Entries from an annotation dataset
+===+
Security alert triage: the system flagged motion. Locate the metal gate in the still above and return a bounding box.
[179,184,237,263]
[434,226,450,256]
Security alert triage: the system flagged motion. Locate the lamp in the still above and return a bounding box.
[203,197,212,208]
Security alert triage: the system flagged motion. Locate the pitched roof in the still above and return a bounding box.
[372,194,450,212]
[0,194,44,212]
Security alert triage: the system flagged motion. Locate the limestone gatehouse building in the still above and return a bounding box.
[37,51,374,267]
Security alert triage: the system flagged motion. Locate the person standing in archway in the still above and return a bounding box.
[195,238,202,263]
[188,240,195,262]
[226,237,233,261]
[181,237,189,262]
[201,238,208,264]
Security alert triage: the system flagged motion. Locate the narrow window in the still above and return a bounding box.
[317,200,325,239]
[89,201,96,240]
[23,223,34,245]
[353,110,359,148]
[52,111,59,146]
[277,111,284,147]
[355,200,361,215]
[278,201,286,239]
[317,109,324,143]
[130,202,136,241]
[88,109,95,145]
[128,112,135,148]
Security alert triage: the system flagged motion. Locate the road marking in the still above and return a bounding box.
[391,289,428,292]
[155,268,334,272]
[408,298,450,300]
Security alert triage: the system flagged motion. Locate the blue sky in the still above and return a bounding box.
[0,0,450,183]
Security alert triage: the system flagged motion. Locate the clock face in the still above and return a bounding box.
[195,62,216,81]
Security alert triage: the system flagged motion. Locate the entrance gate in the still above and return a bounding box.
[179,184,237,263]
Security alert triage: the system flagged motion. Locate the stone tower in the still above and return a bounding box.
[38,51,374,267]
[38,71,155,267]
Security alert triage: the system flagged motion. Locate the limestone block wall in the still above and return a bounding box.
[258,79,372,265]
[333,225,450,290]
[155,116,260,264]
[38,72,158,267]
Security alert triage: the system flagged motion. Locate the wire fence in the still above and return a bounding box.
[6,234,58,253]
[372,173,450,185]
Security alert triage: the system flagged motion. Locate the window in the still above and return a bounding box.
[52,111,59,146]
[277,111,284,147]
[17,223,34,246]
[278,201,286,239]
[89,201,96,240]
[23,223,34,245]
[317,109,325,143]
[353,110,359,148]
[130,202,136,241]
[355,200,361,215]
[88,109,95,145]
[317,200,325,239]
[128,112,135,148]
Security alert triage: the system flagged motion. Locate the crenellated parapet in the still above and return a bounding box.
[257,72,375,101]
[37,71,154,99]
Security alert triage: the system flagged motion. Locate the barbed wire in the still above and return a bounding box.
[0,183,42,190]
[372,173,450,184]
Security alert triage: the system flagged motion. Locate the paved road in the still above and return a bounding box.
+===+
▶ [PROBLEM DESCRIPTION] Copy out the data above, swapping every "still" for "frame" and keeping everything else the same.

▶ [EXERCISE RESPONSE]
Security alert triage: the system flagged motion. Locate the metal gate in the frame above and return a bounding box.
[179,184,237,263]
[434,226,450,256]
Security alert triage: the system flagged motion. Locate the lamp in the frame above and return a bounding box.
[203,197,212,208]
Security alert triage: the system flagged motion. Locate the pitched roof in the frame above and return a bounding box.
[372,194,450,212]
[0,194,44,212]
Security alert triage: the system flagged motion. Locate the limestone gatehouse building in the frame above and return a bounding box.
[37,51,374,267]
Security alert triage: the system flagged motion. Locate the person standing in archway in the frame above and return a bounding box.
[195,238,202,263]
[188,240,195,262]
[226,237,233,261]
[181,237,189,262]
[201,238,208,264]
Security alert triage: the system flagged motion. Locate the narrow window in the frame above and return a bounding box.
[317,200,325,239]
[89,201,96,240]
[23,223,34,245]
[353,110,359,148]
[52,111,59,146]
[277,111,284,147]
[355,200,361,215]
[278,201,286,239]
[317,109,324,143]
[130,202,136,241]
[88,109,95,145]
[128,112,135,148]
Security alert triage: the system flagged motion. Locate the road marking in the frame above and return a bounding box.
[391,289,428,292]
[155,268,334,272]
[408,298,450,300]
Security alert triage: the system flagged motion. Locate the blue sky in the frame above and return a bounding box.
[0,0,450,183]
Security alert triage: the system flagged motion. Locate the clock face in the frame above and return a bounding box.
[195,62,216,81]
Security alert triage: the system flagged motion. Locate the entrance gate in the frame above and return a bounding box.
[179,184,237,263]
Security alert triage: the system flagged motion. Locate the stone tower in the frame above and return a bounding box.
[38,51,374,267]
[38,71,155,267]
Security alert triage: the system flagged motion. Locate the limestone block wall in the frame above and return a bounding box.
[258,79,372,265]
[333,225,450,290]
[155,116,260,264]
[38,72,158,267]
Security alert triage: the system flagged motion. Locate the wire fence in the frame above and return a bounding box.
[6,234,58,253]
[372,173,450,185]
Security alert triage: the system flagged motion. Locate the window in the frame above and return a bounding box.
[52,111,59,146]
[277,111,284,147]
[17,223,34,246]
[278,201,286,239]
[89,201,96,240]
[23,223,34,245]
[317,109,325,143]
[353,110,359,148]
[130,202,136,241]
[355,200,361,215]
[88,109,95,145]
[317,200,325,239]
[128,112,135,148]
Security alert triage: the system flagged motion. Locate the crenellated parapet in the frame above and return a bounding box.
[257,72,375,101]
[37,71,154,99]
Security alert triage: the system flagged motion. Locate the barbed wire in the frame above and return a bounding box.
[0,183,42,190]
[372,173,450,184]
Security alert triage: the system flagged motion. Locate the paved road in the frame above and return a bounding box.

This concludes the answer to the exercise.